◆ Source extract
● ● ●
Thursday, March 5, 2009

The Health Care Summit: Or, What Were They Thinking?

The White House health care summit started out inspiringly. Single payer advocates organized their way into the room. The President had originally refused to invite Rep. John Conyers, the lead co-sponsor of the House’s Medicare for All bill, HR 676. The bill would virtually eliminate the private insurance industry, something the President had taken off the table in a nod to that industry’s power and past political clout. But Physicians for a National Health Program and other activists generated massive phone calls in protest, and threatened to demonstrate in front of the proceedings. Rep. Conyers was invited in, along with PNHP President Oliver Fein, MD.

It was a bracing early victory.

Compared with last week’s economic summit, the health care event had the aura of a classroom political science exercise rather than a call to address a pressing financial and humanitarian crisis, with causes and effects, as well as known – if politically difficult - solutions.

Government officials have spent months excoriating the malfeasance of corporate executives and lax regulators who brought the economy to rack and ruin. And then turned around and given them more bucks. The economic summit ended on a forceful note: Fix the health care system, or we doom prospects for economic recovery.

But once at the health care discussion, no actor was excluded from a civil hearing (including, ultimately, single payer). The insurance industry, pharmaceutical manufacturers, hospitals, employers, doctors and nurses, and national leaders of health care consumer groups flanked members of Congress to describe the crises in access, costs and quality. They broke into several groups to talk about the issues for about an hour and a half, then reconvened to chat further with the President.
● ● ●
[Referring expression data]
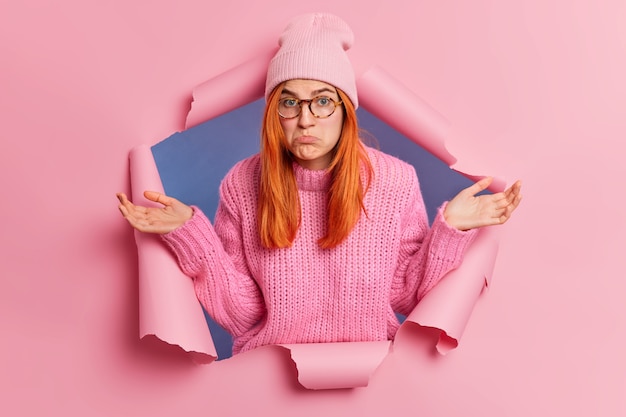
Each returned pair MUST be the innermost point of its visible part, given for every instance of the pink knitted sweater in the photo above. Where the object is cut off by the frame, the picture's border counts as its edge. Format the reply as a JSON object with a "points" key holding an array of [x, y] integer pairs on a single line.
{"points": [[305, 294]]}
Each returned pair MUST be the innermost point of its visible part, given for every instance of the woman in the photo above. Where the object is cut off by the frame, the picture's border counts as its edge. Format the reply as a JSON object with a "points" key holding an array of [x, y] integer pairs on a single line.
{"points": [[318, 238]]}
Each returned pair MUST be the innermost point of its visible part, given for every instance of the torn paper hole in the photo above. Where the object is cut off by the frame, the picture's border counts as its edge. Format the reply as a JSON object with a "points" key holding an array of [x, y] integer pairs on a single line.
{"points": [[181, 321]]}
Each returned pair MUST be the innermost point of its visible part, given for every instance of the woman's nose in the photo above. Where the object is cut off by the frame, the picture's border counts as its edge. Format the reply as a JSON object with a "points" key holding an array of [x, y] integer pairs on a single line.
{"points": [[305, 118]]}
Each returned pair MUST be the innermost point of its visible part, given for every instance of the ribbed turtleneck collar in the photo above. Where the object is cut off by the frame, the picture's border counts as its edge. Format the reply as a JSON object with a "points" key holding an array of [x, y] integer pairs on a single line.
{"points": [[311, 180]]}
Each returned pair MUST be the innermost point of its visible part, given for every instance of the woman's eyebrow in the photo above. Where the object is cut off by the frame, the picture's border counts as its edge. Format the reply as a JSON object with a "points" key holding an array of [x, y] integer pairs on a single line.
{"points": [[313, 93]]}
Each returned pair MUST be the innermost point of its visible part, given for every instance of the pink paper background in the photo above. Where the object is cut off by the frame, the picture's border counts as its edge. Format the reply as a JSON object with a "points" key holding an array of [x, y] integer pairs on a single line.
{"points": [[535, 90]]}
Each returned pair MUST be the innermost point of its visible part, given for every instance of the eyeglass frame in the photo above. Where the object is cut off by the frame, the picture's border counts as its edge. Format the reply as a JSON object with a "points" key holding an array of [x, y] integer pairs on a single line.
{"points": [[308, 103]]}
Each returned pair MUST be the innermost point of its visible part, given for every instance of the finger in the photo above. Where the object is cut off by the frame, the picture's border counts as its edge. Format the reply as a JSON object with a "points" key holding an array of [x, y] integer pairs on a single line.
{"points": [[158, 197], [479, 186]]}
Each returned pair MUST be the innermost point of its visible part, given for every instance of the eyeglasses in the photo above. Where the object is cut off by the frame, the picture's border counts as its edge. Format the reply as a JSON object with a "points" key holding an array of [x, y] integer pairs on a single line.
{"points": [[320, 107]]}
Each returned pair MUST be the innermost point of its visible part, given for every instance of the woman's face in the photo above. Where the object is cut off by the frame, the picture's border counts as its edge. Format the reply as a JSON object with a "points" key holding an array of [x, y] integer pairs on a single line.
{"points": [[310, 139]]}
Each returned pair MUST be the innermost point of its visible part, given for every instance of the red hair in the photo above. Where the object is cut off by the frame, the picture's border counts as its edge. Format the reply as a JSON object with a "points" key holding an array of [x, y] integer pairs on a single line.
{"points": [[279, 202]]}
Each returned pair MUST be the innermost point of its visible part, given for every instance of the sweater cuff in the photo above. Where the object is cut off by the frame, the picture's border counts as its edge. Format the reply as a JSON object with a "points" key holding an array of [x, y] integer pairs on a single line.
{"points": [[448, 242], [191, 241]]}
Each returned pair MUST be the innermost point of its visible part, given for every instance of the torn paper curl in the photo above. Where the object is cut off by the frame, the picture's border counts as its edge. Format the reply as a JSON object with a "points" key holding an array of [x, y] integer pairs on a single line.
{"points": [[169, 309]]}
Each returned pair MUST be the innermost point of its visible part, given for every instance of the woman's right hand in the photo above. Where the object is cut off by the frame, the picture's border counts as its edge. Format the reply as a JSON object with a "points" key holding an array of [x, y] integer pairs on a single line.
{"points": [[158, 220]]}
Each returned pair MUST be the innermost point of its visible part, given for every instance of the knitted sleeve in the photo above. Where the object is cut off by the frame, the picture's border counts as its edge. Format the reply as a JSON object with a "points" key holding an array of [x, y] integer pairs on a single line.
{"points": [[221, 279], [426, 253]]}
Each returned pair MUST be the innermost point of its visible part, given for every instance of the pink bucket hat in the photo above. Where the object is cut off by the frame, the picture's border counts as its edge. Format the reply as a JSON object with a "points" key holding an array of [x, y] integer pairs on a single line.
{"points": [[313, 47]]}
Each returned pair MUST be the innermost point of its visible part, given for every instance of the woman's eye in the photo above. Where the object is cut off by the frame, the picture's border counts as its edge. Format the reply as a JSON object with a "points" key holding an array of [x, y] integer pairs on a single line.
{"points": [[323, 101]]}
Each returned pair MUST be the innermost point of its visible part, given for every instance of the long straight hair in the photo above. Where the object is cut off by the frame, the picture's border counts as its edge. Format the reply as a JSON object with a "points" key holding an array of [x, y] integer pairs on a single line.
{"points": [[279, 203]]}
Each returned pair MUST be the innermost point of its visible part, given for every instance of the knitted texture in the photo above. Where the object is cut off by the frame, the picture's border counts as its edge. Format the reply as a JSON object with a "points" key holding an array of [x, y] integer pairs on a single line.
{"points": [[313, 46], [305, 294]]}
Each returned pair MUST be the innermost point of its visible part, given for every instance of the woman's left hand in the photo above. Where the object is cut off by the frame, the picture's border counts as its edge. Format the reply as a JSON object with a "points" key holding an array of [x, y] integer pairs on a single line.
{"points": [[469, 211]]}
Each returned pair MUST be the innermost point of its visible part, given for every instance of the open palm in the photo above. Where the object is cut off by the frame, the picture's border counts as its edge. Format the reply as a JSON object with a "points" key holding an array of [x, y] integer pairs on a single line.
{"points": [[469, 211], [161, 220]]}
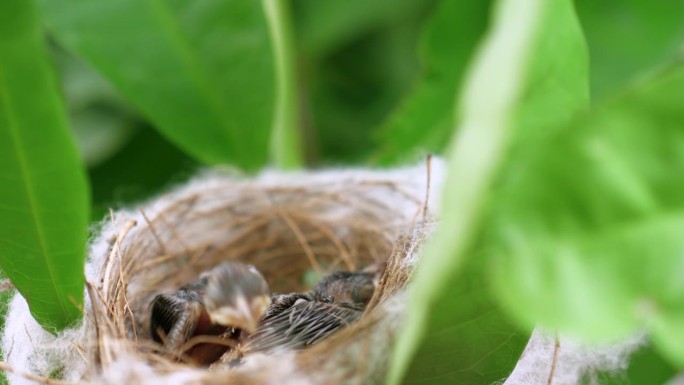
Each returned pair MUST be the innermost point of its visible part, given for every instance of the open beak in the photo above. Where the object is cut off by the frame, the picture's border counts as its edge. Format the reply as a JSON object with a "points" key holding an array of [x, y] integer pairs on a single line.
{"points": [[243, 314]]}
● ● ●
◆ Work to complete
• A. Print the part of the health care summit post between "Thursday, March 5, 2009" and "bracing early victory.", inclusive.
• B. In the health care summit post, what bill is Rep. John Conyers the lead co-sponsor of?

◆ Answers for the tasks
• A.
Thursday, March 5, 2009

The Health Care Summit: Or, What Were They Thinking?

The White House health care summit started out inspiringly. Single payer advocates organized their way into the room. The President had originally refused to invite Rep. John Conyers, the lead co-sponsor of the House’s Medicare for All bill, HR 676. The bill would virtually eliminate the private insurance industry, something the President had taken off the table in a nod to that industry’s power and past political clout. But Physicians for a National Health Program and other activists generated massive phone calls in protest, and threatened to demonstrate in front of the proceedings. Rep. Conyers was invited in, along with PNHP President Oliver Fein, MD.

It was a bracing early victory.

• B. The House's Medicare for All bill, HR 676.